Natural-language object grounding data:

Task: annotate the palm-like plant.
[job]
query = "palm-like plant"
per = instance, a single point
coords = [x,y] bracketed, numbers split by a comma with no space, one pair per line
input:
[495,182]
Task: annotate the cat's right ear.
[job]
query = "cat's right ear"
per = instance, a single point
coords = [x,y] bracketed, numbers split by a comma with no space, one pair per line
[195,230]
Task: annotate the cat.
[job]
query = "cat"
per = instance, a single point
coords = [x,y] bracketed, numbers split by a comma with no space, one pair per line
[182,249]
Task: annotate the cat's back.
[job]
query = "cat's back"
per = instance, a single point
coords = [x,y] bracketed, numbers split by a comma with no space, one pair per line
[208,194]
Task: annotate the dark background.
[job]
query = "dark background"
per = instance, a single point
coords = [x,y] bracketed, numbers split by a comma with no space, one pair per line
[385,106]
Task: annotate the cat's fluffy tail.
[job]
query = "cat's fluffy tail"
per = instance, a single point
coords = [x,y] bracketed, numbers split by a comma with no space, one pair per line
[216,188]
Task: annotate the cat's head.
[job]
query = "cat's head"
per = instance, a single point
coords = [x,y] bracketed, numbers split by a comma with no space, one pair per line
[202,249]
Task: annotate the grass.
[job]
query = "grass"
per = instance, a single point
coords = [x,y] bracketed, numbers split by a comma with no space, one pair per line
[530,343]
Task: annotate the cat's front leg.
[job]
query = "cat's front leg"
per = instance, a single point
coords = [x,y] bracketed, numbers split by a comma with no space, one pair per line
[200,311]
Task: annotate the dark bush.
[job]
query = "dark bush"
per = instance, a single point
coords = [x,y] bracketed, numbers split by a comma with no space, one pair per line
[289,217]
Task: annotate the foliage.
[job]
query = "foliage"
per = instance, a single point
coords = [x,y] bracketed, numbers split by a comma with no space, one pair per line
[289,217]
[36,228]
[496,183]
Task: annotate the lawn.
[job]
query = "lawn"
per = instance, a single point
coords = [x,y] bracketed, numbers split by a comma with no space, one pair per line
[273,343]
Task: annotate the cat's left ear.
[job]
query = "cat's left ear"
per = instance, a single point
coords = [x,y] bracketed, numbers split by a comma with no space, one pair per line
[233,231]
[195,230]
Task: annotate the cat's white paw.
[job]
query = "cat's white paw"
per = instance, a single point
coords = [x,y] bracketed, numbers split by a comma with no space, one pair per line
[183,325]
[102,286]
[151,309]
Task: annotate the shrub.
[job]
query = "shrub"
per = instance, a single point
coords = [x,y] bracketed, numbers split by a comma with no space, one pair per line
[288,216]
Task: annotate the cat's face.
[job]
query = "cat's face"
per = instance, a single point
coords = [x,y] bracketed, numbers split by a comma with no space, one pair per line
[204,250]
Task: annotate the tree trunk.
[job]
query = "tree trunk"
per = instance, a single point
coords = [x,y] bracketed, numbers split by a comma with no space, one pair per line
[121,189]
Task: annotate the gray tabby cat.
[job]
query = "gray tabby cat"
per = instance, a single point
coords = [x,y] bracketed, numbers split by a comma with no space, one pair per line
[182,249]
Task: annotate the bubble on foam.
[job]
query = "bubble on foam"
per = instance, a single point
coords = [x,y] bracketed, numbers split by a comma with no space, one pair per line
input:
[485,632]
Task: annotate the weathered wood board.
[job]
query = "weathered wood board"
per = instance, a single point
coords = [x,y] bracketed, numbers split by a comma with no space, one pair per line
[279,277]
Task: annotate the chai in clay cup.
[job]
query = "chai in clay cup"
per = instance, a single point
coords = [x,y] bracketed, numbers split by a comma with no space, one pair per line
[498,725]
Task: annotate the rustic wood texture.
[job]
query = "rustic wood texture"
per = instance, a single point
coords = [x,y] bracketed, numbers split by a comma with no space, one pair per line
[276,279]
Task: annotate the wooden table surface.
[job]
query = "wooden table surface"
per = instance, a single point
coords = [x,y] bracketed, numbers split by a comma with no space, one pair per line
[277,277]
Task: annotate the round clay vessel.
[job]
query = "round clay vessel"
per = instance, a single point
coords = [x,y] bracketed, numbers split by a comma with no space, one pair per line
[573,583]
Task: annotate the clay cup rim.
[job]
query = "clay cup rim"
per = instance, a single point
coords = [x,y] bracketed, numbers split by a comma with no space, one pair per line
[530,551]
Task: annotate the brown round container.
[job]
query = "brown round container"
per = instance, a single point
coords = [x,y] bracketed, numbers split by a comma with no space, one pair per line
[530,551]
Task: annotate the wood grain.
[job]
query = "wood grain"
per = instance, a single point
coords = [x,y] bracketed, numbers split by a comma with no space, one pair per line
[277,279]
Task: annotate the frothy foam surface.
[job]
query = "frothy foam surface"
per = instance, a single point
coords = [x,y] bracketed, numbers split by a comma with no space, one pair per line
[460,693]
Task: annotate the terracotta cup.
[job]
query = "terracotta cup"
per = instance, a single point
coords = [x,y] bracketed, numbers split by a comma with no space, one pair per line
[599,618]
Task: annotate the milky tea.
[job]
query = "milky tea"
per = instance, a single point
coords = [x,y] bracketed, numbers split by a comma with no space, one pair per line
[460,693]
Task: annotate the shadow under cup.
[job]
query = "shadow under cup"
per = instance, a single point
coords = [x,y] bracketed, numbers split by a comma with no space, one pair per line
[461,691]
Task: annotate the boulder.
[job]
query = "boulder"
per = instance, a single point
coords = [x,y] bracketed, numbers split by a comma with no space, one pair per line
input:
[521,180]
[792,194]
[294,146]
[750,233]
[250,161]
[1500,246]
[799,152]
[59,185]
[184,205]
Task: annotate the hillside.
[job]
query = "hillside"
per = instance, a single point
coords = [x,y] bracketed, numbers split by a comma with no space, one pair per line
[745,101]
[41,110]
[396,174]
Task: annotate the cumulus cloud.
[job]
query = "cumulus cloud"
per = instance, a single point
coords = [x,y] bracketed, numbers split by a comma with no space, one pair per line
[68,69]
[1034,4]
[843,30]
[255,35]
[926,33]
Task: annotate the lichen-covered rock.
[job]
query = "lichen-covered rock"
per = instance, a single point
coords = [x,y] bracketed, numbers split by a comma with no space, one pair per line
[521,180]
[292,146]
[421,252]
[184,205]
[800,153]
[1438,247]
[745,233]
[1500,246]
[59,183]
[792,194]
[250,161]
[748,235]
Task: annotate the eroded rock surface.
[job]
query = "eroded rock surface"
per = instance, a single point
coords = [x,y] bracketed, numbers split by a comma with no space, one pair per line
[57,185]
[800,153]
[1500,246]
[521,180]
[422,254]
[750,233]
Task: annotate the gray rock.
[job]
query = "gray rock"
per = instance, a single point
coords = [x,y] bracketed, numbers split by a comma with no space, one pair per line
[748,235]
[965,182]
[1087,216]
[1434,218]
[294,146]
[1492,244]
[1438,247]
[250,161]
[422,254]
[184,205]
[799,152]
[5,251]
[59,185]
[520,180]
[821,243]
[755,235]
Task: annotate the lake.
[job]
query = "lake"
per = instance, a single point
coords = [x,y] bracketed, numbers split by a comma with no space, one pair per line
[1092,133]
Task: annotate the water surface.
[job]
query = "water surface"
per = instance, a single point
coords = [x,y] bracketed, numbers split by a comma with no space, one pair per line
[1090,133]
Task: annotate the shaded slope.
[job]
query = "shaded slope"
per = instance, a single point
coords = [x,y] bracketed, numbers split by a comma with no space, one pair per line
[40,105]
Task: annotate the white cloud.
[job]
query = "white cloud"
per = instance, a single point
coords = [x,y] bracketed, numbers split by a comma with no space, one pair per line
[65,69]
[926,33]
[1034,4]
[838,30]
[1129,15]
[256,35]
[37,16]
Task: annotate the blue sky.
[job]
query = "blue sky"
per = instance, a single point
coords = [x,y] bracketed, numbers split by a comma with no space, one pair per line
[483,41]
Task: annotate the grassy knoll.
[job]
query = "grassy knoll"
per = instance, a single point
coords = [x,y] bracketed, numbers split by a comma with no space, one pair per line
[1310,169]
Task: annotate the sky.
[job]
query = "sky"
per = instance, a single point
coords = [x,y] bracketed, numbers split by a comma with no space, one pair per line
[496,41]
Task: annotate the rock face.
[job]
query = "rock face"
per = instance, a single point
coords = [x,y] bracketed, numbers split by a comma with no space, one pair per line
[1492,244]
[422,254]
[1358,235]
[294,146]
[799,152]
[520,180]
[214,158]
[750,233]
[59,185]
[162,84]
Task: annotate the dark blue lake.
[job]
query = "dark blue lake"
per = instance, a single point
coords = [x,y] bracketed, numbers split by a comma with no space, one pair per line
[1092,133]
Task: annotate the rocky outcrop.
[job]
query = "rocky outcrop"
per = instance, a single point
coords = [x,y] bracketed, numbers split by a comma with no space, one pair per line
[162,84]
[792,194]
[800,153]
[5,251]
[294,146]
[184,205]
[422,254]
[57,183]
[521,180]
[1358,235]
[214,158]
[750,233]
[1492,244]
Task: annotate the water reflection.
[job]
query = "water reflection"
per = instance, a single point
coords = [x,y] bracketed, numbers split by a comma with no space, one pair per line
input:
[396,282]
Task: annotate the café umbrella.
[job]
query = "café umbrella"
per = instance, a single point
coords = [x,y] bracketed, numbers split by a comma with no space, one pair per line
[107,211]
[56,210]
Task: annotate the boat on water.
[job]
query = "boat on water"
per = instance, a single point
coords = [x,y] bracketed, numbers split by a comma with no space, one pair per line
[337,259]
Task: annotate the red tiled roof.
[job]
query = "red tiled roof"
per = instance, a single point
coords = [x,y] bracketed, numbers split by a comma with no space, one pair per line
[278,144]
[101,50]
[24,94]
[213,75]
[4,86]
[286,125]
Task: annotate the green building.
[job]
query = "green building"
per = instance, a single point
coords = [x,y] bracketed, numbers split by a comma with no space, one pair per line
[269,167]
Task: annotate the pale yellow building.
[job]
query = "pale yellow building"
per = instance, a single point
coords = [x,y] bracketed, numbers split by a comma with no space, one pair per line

§ Activity:
Find and copy each line above holding "surface".

§ Task solution:
Task: annotate the wooden table surface.
query = "wooden table surface"
Task: annotate the frothy foam surface.
query = "frothy foam surface"
Task: annotate the eroded rock surface.
query = "eroded rock surface"
Task: annotate the water surface.
query = "water surface"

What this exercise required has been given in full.